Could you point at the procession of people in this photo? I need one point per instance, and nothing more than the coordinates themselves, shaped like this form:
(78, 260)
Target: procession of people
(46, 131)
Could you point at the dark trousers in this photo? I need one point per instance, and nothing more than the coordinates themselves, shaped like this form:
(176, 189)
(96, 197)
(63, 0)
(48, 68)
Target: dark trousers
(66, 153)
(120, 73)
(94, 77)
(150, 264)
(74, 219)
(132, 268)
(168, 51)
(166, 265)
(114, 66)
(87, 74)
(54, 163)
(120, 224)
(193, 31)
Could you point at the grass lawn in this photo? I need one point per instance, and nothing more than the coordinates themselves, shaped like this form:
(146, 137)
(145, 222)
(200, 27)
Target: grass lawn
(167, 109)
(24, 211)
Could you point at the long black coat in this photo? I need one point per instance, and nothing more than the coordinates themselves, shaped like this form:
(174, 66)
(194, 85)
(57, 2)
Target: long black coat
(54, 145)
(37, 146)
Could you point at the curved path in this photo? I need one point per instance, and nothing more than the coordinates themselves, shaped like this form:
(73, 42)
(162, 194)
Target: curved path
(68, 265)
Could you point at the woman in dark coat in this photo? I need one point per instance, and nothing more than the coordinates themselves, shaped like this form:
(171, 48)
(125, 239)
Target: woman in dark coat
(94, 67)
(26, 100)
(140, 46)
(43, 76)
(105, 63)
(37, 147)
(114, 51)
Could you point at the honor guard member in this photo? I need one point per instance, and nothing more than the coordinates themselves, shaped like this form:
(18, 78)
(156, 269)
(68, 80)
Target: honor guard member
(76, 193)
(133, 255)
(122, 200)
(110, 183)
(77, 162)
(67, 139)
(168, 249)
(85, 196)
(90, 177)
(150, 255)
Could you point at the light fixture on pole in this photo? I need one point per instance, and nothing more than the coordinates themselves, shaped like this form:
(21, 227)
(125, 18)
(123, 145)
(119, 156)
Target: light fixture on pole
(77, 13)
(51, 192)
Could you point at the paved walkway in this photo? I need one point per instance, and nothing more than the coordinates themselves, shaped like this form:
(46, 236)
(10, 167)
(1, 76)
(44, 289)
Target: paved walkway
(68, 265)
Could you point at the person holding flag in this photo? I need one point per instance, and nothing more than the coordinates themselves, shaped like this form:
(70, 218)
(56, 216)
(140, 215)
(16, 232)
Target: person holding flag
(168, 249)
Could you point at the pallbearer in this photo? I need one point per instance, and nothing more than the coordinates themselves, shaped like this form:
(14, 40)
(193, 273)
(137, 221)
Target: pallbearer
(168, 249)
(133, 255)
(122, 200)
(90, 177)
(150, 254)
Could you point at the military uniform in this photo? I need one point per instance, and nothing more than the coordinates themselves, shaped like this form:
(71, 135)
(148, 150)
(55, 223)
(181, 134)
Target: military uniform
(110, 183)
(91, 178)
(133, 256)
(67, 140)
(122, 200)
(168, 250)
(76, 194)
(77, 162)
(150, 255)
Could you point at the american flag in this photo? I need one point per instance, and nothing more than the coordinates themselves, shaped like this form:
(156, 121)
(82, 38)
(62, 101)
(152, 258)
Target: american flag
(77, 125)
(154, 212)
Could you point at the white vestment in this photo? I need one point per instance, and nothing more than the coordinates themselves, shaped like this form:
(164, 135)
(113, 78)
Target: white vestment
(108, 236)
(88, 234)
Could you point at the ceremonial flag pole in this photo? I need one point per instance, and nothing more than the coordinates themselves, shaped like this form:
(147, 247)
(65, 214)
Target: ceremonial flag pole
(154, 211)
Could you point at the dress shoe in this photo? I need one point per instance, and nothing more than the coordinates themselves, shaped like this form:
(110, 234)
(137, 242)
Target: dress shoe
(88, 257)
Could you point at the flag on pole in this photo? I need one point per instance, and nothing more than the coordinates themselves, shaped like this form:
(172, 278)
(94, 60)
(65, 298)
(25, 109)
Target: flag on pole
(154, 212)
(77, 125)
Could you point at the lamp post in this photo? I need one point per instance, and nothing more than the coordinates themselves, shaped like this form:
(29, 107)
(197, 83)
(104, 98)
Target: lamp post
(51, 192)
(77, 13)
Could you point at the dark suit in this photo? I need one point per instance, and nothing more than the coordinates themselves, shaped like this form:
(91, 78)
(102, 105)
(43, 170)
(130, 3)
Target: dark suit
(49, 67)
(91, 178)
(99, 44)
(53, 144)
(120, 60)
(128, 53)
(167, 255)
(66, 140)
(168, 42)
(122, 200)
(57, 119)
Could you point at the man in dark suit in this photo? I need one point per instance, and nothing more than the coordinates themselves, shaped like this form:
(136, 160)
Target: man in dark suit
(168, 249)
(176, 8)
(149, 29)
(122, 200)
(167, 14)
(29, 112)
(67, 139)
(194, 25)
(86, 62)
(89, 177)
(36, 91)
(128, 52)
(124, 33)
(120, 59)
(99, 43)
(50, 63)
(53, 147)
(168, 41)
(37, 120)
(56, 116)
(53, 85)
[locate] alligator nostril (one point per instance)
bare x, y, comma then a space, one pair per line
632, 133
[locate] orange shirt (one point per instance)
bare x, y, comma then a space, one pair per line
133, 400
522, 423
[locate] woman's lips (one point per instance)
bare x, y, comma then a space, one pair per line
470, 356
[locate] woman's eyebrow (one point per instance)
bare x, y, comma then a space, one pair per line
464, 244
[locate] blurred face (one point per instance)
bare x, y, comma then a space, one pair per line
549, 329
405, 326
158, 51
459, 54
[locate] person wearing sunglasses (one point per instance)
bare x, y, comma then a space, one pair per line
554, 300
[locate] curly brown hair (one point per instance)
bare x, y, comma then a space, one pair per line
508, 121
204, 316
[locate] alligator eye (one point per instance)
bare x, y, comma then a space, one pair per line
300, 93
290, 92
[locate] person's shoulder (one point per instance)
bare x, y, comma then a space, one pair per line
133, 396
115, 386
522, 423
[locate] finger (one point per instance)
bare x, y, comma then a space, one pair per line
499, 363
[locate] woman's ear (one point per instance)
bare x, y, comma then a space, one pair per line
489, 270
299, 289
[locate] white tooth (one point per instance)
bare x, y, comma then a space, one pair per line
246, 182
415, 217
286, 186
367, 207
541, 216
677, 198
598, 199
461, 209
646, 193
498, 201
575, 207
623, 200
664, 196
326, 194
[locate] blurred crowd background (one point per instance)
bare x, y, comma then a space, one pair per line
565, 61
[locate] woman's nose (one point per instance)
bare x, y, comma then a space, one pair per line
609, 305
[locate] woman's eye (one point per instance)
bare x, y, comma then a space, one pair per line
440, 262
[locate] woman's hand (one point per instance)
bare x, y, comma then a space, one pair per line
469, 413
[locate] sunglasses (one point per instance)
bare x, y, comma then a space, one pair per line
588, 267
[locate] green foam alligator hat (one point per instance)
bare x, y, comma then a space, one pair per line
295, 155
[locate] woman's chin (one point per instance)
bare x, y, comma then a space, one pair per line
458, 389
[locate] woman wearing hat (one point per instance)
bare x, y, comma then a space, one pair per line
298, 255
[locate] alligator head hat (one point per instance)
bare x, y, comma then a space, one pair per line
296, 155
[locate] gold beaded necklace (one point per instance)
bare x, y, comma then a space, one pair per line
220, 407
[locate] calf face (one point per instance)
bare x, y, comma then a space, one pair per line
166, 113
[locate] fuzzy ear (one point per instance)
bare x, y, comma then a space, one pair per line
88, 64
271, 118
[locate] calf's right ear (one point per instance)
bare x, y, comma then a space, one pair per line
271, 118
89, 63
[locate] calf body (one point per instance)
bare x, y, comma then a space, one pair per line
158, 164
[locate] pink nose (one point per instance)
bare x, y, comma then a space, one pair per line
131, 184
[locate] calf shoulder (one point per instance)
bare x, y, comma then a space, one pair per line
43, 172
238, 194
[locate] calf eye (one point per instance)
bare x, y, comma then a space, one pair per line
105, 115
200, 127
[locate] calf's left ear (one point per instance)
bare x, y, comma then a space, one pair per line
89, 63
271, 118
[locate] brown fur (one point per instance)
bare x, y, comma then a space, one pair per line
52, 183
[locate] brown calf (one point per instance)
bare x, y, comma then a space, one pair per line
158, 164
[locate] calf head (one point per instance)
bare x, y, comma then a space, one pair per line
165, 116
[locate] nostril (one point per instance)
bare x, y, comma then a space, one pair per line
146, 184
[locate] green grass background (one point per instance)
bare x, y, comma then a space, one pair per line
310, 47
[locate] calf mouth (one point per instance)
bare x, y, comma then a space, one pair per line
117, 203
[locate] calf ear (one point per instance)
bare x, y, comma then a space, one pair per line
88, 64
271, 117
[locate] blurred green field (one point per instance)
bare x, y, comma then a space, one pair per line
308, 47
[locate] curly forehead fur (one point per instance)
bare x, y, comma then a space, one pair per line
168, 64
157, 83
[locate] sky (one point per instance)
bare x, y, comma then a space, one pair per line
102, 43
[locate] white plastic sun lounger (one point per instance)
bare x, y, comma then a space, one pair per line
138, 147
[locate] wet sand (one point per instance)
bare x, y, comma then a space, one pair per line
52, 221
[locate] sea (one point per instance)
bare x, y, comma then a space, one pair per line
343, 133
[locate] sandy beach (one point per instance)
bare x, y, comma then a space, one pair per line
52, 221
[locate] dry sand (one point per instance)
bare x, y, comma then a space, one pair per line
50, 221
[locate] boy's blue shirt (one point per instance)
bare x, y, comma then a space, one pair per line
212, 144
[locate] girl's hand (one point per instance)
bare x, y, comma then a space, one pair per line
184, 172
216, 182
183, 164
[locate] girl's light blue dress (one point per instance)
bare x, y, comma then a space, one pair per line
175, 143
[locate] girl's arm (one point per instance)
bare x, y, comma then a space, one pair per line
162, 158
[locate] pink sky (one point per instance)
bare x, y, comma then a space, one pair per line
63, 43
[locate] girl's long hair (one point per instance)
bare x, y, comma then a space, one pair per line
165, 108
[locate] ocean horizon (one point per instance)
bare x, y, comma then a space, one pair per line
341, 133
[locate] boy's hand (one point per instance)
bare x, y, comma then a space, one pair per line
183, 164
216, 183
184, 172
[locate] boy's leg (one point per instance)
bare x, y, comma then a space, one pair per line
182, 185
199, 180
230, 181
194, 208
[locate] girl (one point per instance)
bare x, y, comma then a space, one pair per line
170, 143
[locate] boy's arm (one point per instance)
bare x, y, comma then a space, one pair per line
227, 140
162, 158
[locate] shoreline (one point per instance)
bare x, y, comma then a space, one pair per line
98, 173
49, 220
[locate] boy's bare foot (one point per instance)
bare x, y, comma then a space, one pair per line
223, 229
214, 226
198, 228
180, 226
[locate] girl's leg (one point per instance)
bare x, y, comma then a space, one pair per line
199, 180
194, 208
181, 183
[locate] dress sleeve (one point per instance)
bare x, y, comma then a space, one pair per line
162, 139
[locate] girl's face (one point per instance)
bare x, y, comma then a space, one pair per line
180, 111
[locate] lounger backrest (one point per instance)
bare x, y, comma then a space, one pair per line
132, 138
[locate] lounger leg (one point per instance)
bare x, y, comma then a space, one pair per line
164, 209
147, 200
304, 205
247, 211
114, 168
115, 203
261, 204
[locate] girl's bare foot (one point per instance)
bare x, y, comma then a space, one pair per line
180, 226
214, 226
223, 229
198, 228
◆ ◆ ◆ ◆
▶ REQUIRED ACTION:
Go through the entries above and pull out each line with "wearing" in it.

▶ OUTPUT FOR THIS TASK:
[locate] person wearing sunglasses (one point per instance)
[locate] woman wearing hat (one point per instance)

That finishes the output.